- _Data in this exercise_:
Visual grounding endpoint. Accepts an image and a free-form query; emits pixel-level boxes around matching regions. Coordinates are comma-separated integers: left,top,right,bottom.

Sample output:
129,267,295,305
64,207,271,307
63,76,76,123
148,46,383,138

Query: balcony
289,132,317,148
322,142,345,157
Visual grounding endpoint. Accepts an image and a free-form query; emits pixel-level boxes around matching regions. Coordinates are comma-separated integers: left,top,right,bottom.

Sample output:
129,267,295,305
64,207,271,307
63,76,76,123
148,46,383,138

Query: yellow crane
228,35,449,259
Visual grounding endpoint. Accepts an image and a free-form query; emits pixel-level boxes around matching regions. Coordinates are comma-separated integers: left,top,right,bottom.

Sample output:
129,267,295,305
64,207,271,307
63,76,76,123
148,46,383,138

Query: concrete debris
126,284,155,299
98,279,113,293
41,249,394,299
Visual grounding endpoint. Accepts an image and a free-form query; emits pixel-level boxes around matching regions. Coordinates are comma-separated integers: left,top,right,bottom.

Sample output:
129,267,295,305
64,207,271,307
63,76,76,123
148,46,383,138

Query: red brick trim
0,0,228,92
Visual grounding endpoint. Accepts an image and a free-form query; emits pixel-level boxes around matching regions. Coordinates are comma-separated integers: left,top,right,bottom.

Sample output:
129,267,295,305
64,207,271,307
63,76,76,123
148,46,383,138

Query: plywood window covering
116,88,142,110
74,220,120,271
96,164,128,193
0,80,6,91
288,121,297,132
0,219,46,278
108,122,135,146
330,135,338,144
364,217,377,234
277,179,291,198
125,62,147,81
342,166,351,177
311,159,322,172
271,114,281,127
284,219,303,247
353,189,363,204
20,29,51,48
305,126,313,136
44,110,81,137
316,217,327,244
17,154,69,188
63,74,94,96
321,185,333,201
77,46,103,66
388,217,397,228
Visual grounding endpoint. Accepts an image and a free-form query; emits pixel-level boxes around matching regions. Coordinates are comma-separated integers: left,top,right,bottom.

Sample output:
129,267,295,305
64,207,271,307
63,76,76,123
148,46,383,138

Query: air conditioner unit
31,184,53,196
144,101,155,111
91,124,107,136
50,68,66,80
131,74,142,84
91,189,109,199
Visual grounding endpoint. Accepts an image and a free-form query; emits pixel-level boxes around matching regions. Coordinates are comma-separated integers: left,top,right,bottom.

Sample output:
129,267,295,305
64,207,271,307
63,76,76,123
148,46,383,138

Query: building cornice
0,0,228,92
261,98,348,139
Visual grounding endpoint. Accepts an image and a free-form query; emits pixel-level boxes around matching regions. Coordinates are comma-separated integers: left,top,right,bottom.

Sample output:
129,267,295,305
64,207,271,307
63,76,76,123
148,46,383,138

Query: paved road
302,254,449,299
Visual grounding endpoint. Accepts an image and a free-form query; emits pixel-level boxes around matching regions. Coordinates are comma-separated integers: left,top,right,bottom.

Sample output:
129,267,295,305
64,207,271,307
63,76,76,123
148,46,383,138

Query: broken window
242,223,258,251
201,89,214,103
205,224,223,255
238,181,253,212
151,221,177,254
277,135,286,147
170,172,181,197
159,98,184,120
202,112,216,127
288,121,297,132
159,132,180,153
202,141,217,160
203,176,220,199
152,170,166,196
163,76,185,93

==

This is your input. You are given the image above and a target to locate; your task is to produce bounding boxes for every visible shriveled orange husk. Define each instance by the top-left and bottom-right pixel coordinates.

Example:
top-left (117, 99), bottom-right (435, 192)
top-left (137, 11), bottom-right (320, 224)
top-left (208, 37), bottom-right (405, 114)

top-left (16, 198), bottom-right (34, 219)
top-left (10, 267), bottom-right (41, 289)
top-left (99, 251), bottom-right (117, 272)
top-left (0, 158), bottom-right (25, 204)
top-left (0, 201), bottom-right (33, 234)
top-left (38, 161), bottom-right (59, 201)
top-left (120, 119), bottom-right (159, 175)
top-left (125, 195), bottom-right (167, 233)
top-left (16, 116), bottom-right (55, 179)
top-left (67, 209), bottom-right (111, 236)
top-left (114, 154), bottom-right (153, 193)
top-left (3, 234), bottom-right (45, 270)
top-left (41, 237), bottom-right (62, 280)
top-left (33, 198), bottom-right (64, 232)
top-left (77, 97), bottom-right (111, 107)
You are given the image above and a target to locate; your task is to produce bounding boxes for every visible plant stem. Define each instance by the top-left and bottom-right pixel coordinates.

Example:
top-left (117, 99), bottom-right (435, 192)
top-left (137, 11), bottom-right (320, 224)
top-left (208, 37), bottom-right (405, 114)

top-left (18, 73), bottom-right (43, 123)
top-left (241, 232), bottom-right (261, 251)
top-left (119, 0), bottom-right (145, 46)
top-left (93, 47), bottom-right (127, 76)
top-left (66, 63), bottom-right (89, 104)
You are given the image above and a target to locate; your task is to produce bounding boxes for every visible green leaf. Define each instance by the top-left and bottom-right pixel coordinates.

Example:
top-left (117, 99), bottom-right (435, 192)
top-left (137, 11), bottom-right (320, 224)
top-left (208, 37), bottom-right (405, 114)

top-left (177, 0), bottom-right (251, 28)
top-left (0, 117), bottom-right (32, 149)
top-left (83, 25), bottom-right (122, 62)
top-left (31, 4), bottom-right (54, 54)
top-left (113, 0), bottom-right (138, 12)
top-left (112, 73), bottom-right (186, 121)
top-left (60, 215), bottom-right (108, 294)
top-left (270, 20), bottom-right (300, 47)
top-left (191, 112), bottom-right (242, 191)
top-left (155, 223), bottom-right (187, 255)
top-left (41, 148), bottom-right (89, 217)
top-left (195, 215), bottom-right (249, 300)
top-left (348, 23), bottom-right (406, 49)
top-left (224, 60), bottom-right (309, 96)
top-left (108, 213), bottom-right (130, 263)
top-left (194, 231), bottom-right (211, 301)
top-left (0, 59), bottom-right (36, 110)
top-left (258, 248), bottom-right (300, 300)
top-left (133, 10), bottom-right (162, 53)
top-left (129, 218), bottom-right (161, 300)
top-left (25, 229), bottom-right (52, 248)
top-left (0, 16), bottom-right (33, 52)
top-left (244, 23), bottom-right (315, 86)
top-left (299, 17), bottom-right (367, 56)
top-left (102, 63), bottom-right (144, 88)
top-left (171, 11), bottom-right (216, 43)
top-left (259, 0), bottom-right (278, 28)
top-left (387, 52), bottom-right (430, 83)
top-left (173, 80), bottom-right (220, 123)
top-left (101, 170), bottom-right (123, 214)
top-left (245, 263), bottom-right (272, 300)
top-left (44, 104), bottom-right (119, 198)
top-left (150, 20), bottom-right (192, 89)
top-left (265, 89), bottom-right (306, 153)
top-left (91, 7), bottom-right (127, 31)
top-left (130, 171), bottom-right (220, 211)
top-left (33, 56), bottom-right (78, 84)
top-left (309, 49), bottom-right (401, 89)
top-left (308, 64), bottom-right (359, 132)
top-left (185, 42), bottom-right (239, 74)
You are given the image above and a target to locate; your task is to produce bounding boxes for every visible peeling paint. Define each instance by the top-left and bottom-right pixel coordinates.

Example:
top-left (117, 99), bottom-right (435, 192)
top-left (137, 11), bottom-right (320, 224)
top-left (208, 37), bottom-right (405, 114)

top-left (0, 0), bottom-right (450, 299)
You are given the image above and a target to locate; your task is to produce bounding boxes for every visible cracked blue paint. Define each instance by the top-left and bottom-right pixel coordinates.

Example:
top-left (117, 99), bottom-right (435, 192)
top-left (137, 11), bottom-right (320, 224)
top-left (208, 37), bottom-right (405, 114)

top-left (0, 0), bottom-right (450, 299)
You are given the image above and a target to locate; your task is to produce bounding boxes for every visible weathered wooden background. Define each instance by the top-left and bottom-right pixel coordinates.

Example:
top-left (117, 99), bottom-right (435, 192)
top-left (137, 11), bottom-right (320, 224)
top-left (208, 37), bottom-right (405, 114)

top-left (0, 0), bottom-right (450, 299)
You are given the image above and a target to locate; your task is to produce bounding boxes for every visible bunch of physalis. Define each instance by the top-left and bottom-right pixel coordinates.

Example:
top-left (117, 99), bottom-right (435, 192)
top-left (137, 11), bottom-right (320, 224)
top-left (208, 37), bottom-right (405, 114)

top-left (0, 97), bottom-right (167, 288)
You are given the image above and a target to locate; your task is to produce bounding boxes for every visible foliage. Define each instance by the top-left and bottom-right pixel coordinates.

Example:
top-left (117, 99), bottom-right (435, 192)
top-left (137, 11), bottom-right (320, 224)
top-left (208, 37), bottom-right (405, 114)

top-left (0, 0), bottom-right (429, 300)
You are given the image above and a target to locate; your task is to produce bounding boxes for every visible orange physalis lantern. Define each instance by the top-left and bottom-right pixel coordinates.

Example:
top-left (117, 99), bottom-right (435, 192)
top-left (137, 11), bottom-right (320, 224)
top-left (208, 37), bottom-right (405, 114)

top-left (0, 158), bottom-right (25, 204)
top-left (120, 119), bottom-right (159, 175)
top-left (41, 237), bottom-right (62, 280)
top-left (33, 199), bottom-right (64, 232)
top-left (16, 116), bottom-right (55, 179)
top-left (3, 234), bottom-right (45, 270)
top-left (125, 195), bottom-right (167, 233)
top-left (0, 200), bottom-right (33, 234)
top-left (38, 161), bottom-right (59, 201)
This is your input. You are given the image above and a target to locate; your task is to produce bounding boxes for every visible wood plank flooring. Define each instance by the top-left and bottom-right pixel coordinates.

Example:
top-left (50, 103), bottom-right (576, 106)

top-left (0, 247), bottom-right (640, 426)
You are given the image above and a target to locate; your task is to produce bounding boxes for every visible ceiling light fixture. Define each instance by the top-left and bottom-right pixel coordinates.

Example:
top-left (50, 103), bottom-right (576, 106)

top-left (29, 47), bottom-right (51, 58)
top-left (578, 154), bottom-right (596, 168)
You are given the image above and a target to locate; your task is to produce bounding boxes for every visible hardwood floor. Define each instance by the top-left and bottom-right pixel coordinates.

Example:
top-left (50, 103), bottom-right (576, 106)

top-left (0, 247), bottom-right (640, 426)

- _Written task_: Copy out every line in the items above that contains the word "window".

- _Full solution_:
Query: plywood window covering
Query: broken window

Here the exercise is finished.